- [Exercise text]:
—————
Penn Professor Alison Sweeney explains the mysterious sex lives of corals
ListenImagine – a full moon over the open ocean. If you think that sounds romantic, you’re not alone. Apparently corals think so too.
Imagine – a full moon over the open ocean. If you think that sounds romantic, you’re not alone. Apparently corals, the tiny sea creatures who build colorful reefs, think so too.
In our regular segment “So, What do you do” where lay people interview scientists about their work – we met Alison Sweeney an assistant professor in Physics and Astronomy at The University of Pennsylvania.
Sweeney was interviewed by Shauna Small, a school psychologist in Philadelphia and Camden and founder of Agents Promoting Educational Change. Their discussion gave us a peek at the sex lives of corals.
Since Professor Sweeney teaches and runs a lab in the Astronomy and Physics department at Penn, an obvious question from Shauna was whether Sweeney was an astronomer or a physicist, or both.
Turns out Sweeney is neither. Her background is in biology and she has a PhD in evolutionary biology. Her lab is spearheading a unique collaboration between biology and physics in the hopes that new discoveries in “synthetic biophysics” will emerge.
—————
Localization data with one point per instance
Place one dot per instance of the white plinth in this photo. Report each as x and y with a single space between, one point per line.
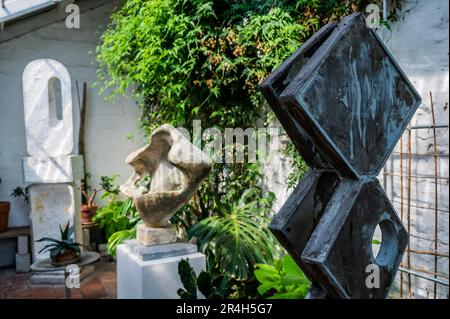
149 236
151 272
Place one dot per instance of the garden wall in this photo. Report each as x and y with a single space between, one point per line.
111 128
419 42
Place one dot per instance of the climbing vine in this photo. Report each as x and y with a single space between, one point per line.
204 59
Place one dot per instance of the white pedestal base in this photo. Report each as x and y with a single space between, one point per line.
151 272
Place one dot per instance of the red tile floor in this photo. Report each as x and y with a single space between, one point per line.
100 284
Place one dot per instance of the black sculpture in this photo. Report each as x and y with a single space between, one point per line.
345 103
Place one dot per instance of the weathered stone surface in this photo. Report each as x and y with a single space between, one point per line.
48 132
155 236
61 169
176 167
52 205
23 262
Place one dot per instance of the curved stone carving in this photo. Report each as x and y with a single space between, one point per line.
176 167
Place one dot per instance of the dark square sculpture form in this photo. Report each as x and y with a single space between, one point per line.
345 103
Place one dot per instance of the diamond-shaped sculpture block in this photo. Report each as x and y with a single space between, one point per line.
339 252
297 219
350 97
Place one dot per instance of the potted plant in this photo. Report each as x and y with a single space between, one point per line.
62 252
88 208
4 214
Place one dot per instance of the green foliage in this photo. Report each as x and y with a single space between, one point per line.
118 218
237 237
57 246
283 280
211 286
204 59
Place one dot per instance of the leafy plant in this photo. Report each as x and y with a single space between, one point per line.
211 286
204 59
58 246
118 218
88 192
282 280
238 237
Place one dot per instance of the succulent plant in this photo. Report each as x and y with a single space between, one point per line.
64 249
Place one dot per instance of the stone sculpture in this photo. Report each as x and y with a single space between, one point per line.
345 103
176 168
52 170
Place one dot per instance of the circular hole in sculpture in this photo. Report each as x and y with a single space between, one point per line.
384 243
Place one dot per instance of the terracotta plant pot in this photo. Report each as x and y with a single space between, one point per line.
4 215
87 213
64 258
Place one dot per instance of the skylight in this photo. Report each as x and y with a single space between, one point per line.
13 9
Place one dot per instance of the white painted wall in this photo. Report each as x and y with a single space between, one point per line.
419 42
107 124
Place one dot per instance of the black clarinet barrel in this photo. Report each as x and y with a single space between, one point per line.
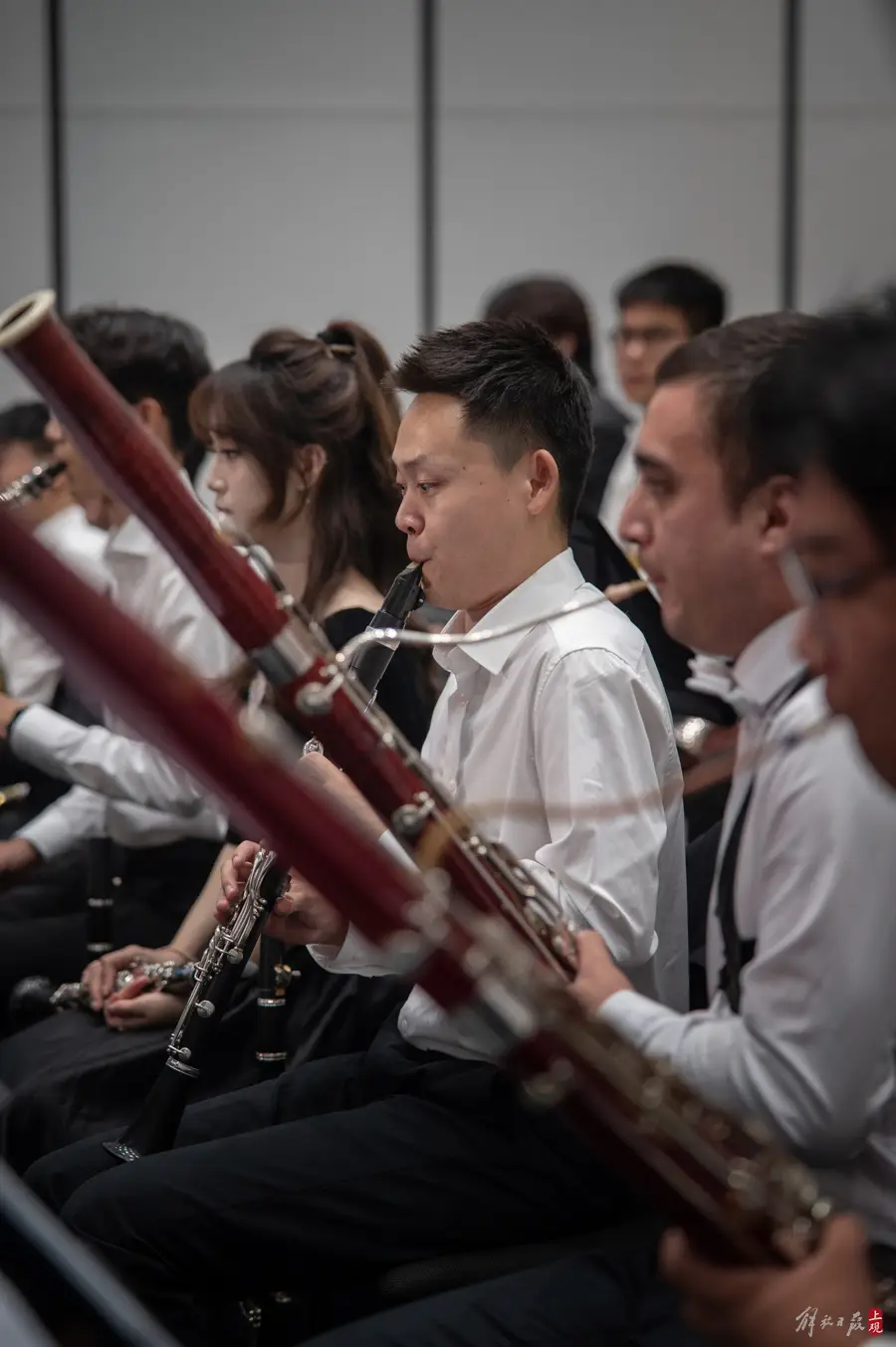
—————
- [Exercise tasks]:
1. Answer these questions using the coral article.
(a) Who interviewed Alison Sweeney?
(b) In what field does Sweeney hold her PhD?
(c) In which department at the University of Pennsylvania does Sweeney teach and run a lab?
2. Copy the stretch of the coral article from "Penn Professor Alison" through "reefs, think so too.".
These entries have no connection to the text about corals.

- [Solutions to the problems]:
1.
(a) Shauna Small
(b) Evolutionary biology
(c) Physics and Astronomy

2.
Penn Professor Alison Sweeney explains the mysterious sex lives of corals
ListenImagine – a full moon over the open ocean. If you think that sounds romantic, you’re not alone. Apparently corals think so too.
Imagine – a full moon over the open ocean. If you think that sounds romantic, you’re not alone. Apparently corals, the tiny sea creatures who build colorful reefs, think so too.